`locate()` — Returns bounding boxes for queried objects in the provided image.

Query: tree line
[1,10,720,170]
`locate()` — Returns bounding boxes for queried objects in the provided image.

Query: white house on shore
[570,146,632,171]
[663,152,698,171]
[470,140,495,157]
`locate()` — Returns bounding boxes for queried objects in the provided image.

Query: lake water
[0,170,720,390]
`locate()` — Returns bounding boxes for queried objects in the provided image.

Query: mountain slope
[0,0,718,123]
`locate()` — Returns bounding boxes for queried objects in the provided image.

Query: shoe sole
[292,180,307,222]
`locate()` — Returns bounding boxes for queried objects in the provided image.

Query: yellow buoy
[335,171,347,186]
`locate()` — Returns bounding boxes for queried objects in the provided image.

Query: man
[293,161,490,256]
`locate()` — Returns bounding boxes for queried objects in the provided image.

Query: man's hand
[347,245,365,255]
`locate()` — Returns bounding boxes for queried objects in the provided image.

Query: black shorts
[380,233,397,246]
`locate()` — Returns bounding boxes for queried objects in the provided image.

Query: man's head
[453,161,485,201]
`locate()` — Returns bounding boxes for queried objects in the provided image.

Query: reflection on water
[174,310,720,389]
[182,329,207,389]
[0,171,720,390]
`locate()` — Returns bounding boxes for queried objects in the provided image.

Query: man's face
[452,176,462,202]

----

**WRITTEN REQUEST**. Quote the data word for word from its first line through the line containing "[347,245,365,255]", including both of those lines.

**REPLY**.
`locate()` — Returns bounding boxes for queried objects in the provided image.

Query: tree line
[1,10,720,170]
`locate()` — Returns bounding boxes for queried objects in the provided image.

Query: white house on shore
[570,146,632,171]
[663,152,698,171]
[470,140,495,157]
`locate()` — Returns bounding boxes for queried objects in the provided image.

Query: lake water
[0,170,720,390]
`locate()` — Returns bounding boxes for queried objects in the provided image.

Query: mountain slope
[0,0,718,123]
`locate()` — Returns bounding boxes for queried objects in the provided image.

Query: shoe sole
[292,180,307,222]
`locate()` — Returns bounding boxes for queried objects in the provided image.

Query: yellow buoy
[335,171,347,186]
`locate()` — Returns bounding boxes for queried objects in the provided image.

Query: man
[293,161,490,256]
`locate()` — Returns bounding boxes for queried objects in the provided image.

Query: man's hand
[347,245,365,255]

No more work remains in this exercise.